**TEXT**
Der Raum füllt sich. Die meisten sind Engländer, aber auch Deutsche kommen, die das Team von der Insel favorisieren. Dem Ostberliner Frank gefällt der englische Fußball einfach besser: »Ich komme aus der DDR und habe es mit dem Nationalgefühl ohnehin nicht so«, sagt er. Damit sei er wohl »nicht besonders repräsentativ«.

Auch im »Oscar Wilde« zählt Frank zur Minderheit unter den Deutschen; die meisten halten zur Ribbeck-Truppe. Warum sie sich das Spiel trotzdem in einem Pub ansehen? »Die Stimmung isch einfach bessr«, antwortet Jan aus Waiblingen.

Unterstützung erhalten die Deutschen von einigen Schotten und den zahlreichen Iren. »Ich bin kein Deutschland-Fan« meint Brian, ein Bauarbeiter aus Südirland, »ich bin nur gegen England.« Er fängt an, eine lange Geschichte zu erzählen, die mit der Eroberung Irlands durch Henry II. im Jahr 1171 losgeht. Brian sieht nicht aus, als wäre er für antinationale Argumente zugänglich.

**AUFGABE**
Nenne alle Personen, die im Text über die Fußballfans im Pub zitiert werden, jeweils mit der Herkunft, die der Text für sie angibt.

**ZEILEN**
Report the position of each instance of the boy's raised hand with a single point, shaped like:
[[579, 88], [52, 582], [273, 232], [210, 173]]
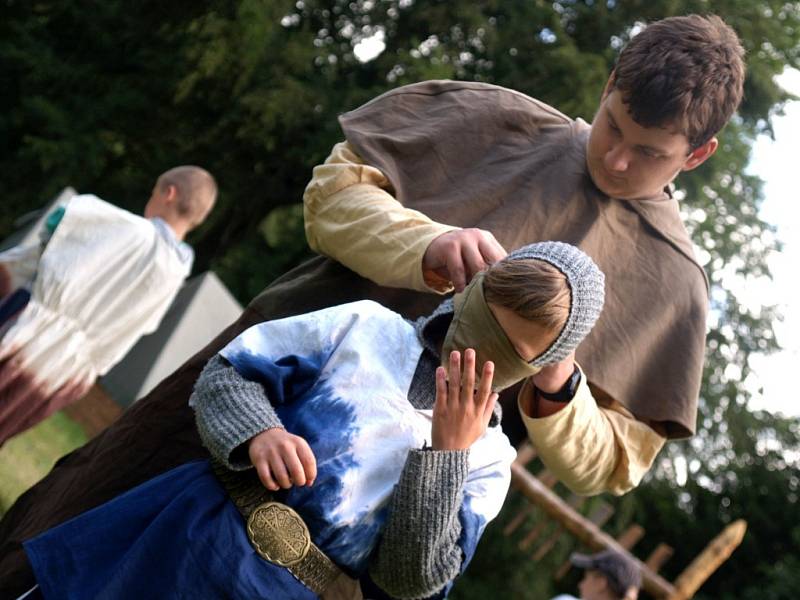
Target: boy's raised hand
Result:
[[461, 414], [282, 459]]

**LÖSUNG**
- Frank: aus Ostberlin, aus der DDR
- Jan: aus Waiblingen
- Brian: aus Südirland